> **ACTIVITIES**:
- 1) Answer these from the passage on friendly societies:
(a) Eighty years ago, what was the complaint about medical costs and health insurance?
(b) Among which groups were friendly societies particularly popular?
(c) Under lodge practice, how was the doctor paid?
- 2) Quote the passage on friendly societies word for word, from "The cause of" to "the Grand Poobah.".

> **PAGE EXCERPT**:
------------------------------------------------------------------------
The cause of this crisis is never made very clear, but the cure is obvious to nearly everybody: government must step in to solve the problem. Or should it?
Let’s travel back in time eighty years ago, Americans were also told that their nation was facing a health care crisis. Then, however, the complaint was that medical costs were too low, and that health insurance was too accessible. But in that era, too, government stepped forward to solve the problem.In the late 19th and early 20th centuries, one of the primary sources of health care and health insurance for the working poor in Britain, Australia, and the United States was the fraternal society. Fraternal societies or “friendly societies,” were voluntary mutual-aid associations. Yes the first time we read about them it brought back images of the Flintstones, and the Grand Poobah.
Their watered-down descendants survive among us today in the form of the Shriners, Elks, Masons, and similar organizations, but these no longer play the central role in American life they formerly did. Most of the poor and middle class made up these Friendly Societies. Friendly societies were particularly popular among blacks and immigrants. (Indeed, Teddy Roosevelt’s famous attack on “Hyphenated Americans” was motivated in part by hostility to the immigrants’ friendly societies; he sought to “Americanize” immigrants by making them dependent for support on the democratic state, rather than on their own independent ethnic communities.)
The principle behind the friendly societies was simple. A group of working-class people would form an association (or join a local branch, or “lodge,” of an existing association) and pay monthly fees into the association’s treasury; individual members would then be able to draw on the pooled resources in time of need. The friendly societies thus operated as a form of self-help insurance company.
Turn-of-the-century America offered a dizzying array of friendly societies to choose from. Some catered to a particular ethnic, or religious group; others did not. Many offered entertainment and social life to their members, or engaged in community service. Some “societies” were run entirely by and for women. The kinds of services from which members could choose often varied as well, though the most commonly offered were life insurance, disability insurance, retirement insurance, and “lodge practice.”
“Lodge practice” refers to an arrangement, reminiscent of today’s HMOs, whereby a particular society or lodge would contract with a doctor to provide medical care to its members. The doctor received a regular salary on a retainer basis, rather than charging per item; members would pay a yearly fee and then call on the doctor’s services as needed. If medical services were found unsatisfactory, the doctor would be penalized, and the contract might not be renewed. Lodge members reportedly enjoyed the degree of customer control this system afforded them. And the tendency to overuse the physician’s services was kept in check by the friendly society’s own “self-policing”; lodge members who wanted to avoid future increases in premiums were motivated to make sure that their fellow members were not abusing the system.
------------------------------------------------------------------------
> **DATA UNDER STUDY**:
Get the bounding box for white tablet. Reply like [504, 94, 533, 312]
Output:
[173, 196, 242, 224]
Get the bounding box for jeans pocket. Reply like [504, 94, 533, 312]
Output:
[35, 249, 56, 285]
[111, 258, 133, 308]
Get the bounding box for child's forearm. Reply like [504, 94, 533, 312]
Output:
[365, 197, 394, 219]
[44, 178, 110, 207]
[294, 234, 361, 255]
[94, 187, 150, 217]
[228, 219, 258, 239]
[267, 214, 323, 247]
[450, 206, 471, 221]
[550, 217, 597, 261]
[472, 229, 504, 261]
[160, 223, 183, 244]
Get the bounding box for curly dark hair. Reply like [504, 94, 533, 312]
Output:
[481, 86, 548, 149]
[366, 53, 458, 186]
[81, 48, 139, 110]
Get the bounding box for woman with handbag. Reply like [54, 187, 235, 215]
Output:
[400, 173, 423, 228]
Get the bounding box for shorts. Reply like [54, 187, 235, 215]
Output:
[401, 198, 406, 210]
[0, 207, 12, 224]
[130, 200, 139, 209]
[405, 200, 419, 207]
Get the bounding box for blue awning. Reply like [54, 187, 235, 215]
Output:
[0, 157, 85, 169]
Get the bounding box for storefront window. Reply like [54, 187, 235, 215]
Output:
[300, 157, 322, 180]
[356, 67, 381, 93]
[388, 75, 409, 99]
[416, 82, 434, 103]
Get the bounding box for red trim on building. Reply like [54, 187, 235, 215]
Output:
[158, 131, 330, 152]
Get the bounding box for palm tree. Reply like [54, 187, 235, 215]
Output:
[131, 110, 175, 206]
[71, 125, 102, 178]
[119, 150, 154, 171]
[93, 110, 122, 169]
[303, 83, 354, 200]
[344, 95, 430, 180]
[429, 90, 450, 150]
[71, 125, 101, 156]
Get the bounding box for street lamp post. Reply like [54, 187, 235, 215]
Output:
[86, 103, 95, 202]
------------------------------------------------------------------------
> **ANSWERS GIVEN**:
- 1)
(a) Medical costs were too low, and health insurance was too accessible.
(b) Blacks and immigrants.
(c) A regular salary on a retainer basis, rather than a charge per item.

- 2)
The cause of this crisis is never made very clear, but the cure is obvious to nearly everybody: government must step in to solve the problem. Or should it?
Let’s travel back in time eighty years ago, Americans were also told that their nation was facing a health care crisis. Then, however, the complaint was that medical costs were too low, and that health insurance was too accessible. But in that era, too, government stepped forward to solve the problem.In the late 19th and early 20th centuries, one of the primary sources of health care and health insurance for the working poor in Britain, Australia, and the United States was the fraternal society. Fraternal societies or “friendly societies,” were voluntary mutual-aid associations. Yes the first time we read about them it brought back images of the Flintstones, and the Grand Poobah.